Pedido escrito 1: Liste os critérios que o trecho de origem indica para a aplicação de alíquotas progressivas.

Trecho de origem:
Isto porque a progressividade extrafiscal busca favorecer a função social da propriedade urbana, tributando-se de forma mais acentuada os proprietários que não procedem à correta destinação de seus imóveis. Verifica-se, pois, que a função precípua de tal sistemática não reside na arrecadação de fundos ao erário público, mas sim na consecução indireta de determinado interesse público, que, no presente caso, se trata do correto uso e gozo da propriedade territorial urbana.

Por meio de tal sistemática, procura-se reprimir ou favorecer determinadas condutas humanas em relação às respectivas propriedades urbanas, de acordo com o que estabelece o plano diretor do Município. Diversos critérios poderão ser levados em conta para a aplicação de alíquotas progressivas, tais como: o tempo de propriedade inativa (especulação imobiliária), o espaço (exato local onde se localiza o terreno), a superfície (metragem bruta do terreno), a destinação do imóvel (residencial, comercial ou industrial), a existência de construções (edificações), dentre outros (FURLAN, 2004, p. 154-158).

Pedido escrito 2: Reproduza sem nenhuma alteração a parte da listagem que vai do início até a linha que contém "1008,612,1067,627", incluindo essa linha.

Listagem do exercício:
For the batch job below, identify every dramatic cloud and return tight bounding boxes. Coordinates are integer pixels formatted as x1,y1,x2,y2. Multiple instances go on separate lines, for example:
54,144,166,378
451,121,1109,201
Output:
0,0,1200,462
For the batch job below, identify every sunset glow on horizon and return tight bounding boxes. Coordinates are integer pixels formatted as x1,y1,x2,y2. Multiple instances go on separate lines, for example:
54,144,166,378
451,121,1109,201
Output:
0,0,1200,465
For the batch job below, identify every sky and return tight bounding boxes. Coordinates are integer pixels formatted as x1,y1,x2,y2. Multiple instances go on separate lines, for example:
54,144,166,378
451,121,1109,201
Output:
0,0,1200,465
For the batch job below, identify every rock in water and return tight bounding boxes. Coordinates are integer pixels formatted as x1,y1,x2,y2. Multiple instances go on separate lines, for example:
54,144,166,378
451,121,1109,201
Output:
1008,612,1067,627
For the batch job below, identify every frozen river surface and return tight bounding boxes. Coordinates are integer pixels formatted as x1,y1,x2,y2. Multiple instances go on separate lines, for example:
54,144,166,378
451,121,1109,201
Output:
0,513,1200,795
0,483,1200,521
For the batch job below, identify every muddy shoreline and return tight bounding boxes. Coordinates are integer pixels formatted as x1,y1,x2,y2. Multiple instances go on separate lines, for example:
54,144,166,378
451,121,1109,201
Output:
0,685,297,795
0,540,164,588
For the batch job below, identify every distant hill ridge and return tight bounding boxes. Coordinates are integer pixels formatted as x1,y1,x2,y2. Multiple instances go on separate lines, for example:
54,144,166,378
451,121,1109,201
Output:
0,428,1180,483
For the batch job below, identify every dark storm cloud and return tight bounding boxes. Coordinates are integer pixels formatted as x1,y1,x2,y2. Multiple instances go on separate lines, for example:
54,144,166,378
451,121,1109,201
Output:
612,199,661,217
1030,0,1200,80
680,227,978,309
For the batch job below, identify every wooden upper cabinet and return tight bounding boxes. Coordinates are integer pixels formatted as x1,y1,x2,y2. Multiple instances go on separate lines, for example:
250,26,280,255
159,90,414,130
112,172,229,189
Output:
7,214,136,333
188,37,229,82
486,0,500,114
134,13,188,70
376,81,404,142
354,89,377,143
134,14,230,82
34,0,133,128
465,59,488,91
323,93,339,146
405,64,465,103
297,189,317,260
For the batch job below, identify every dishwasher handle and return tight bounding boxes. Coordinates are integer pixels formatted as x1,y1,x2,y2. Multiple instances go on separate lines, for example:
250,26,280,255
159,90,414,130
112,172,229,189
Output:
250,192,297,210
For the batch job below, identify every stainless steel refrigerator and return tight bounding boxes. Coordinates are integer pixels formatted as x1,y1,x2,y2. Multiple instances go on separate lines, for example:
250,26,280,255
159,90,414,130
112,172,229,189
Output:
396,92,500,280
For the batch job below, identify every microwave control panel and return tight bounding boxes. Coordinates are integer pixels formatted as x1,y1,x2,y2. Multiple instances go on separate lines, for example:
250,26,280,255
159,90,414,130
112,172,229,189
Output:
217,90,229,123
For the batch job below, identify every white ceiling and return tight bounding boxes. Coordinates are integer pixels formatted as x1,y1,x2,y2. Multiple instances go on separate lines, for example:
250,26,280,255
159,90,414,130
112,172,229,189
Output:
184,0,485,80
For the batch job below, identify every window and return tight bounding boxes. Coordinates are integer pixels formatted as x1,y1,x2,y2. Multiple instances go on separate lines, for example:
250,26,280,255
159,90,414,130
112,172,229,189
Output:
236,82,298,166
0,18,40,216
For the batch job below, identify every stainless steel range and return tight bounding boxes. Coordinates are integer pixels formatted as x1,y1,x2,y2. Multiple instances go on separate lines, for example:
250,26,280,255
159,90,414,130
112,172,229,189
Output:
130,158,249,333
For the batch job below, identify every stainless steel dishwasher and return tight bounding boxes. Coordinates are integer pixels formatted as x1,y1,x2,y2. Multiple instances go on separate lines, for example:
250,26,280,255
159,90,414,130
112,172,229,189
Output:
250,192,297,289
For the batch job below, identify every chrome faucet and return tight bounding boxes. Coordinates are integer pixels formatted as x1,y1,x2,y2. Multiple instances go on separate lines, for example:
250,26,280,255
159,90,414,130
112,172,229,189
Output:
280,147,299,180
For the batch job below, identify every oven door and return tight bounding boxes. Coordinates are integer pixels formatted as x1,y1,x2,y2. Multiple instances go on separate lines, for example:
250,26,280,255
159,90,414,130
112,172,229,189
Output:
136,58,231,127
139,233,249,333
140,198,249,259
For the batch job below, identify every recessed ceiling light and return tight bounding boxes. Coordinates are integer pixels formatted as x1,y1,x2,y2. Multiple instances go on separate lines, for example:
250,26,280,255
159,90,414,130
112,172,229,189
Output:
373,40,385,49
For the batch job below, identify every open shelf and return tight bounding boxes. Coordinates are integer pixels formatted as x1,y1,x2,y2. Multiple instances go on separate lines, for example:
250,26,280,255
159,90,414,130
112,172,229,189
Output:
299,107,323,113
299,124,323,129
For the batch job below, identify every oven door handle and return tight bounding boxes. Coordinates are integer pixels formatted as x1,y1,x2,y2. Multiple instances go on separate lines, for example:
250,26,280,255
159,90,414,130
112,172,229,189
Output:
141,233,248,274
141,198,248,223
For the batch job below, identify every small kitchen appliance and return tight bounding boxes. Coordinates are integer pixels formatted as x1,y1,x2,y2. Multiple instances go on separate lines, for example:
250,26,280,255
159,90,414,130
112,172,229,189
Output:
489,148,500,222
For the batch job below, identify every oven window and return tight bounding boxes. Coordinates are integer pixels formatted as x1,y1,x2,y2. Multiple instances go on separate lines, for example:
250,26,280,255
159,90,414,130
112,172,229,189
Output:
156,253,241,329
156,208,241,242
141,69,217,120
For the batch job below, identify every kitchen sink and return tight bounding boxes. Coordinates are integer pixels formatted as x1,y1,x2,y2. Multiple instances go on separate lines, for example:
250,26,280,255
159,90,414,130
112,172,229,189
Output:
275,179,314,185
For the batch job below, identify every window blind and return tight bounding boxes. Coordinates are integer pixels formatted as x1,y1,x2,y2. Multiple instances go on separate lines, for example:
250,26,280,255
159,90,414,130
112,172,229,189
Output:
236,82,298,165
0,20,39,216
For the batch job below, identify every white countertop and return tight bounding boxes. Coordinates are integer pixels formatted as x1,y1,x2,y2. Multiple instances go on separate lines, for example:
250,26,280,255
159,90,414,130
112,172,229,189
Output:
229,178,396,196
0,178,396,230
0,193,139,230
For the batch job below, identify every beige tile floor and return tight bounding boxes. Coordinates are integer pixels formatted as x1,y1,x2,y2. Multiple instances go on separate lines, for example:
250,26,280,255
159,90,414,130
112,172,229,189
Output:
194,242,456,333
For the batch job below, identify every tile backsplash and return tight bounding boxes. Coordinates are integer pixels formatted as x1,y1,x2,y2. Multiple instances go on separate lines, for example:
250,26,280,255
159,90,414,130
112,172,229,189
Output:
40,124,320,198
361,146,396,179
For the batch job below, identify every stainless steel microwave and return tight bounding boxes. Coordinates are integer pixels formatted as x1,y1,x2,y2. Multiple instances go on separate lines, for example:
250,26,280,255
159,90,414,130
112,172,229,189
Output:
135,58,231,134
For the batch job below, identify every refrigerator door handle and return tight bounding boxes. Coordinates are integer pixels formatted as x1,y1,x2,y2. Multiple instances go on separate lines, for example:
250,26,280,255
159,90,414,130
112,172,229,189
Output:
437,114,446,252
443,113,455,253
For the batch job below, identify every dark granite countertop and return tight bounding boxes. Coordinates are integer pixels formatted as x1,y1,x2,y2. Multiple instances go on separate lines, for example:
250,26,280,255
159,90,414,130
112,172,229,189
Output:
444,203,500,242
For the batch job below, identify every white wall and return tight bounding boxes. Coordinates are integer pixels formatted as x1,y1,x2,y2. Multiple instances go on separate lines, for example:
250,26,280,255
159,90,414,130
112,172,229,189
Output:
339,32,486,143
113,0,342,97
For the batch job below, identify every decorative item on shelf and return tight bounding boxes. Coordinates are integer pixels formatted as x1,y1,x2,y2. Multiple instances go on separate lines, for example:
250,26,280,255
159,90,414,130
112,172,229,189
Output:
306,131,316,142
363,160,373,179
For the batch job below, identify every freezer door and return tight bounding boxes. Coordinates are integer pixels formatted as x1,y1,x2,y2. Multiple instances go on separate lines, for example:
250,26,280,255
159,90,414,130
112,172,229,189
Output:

Resultado esperado 1:
- o tempo de propriedade inativa (especulação imobiliária)
- o espaço (exato local onde se localiza o terreno)
- a superfície (metragem bruta do terreno)
- a destinação do imóvel (residencial, comercial ou industrial)
- a existência de construções (edificações)

Resultado esperado 2:
For the batch job below, identify every dramatic cloud and return tight bounding boxes. Coordinates are integer pixels formatted as x1,y1,x2,y2. Multiple instances go on separate lines, for example:
54,144,166,378
451,121,1109,201
Output:
0,0,1200,462
For the batch job below, identify every sunset glow on horizon and return tight bounding boxes. Coordinates are integer pixels formatted as x1,y1,x2,y2. Multiple instances go on separate lines, for example:
54,144,166,378
451,121,1109,201
Output:
0,0,1200,465
For the batch job below, identify every sky and return tight bounding boxes. Coordinates are integer pixels formatted as x1,y1,x2,y2. Multiple instances go on separate lines, for example:
54,144,166,378
451,121,1109,201
Output:
0,0,1200,465
For the batch job below, identify every rock in water and return tight bounding boxes. Coordinates are integer pixels formatted as x1,y1,x2,y2. Multiple instances go on separate lines, for example:
54,144,166,378
451,121,1109,201
Output:
1008,612,1067,627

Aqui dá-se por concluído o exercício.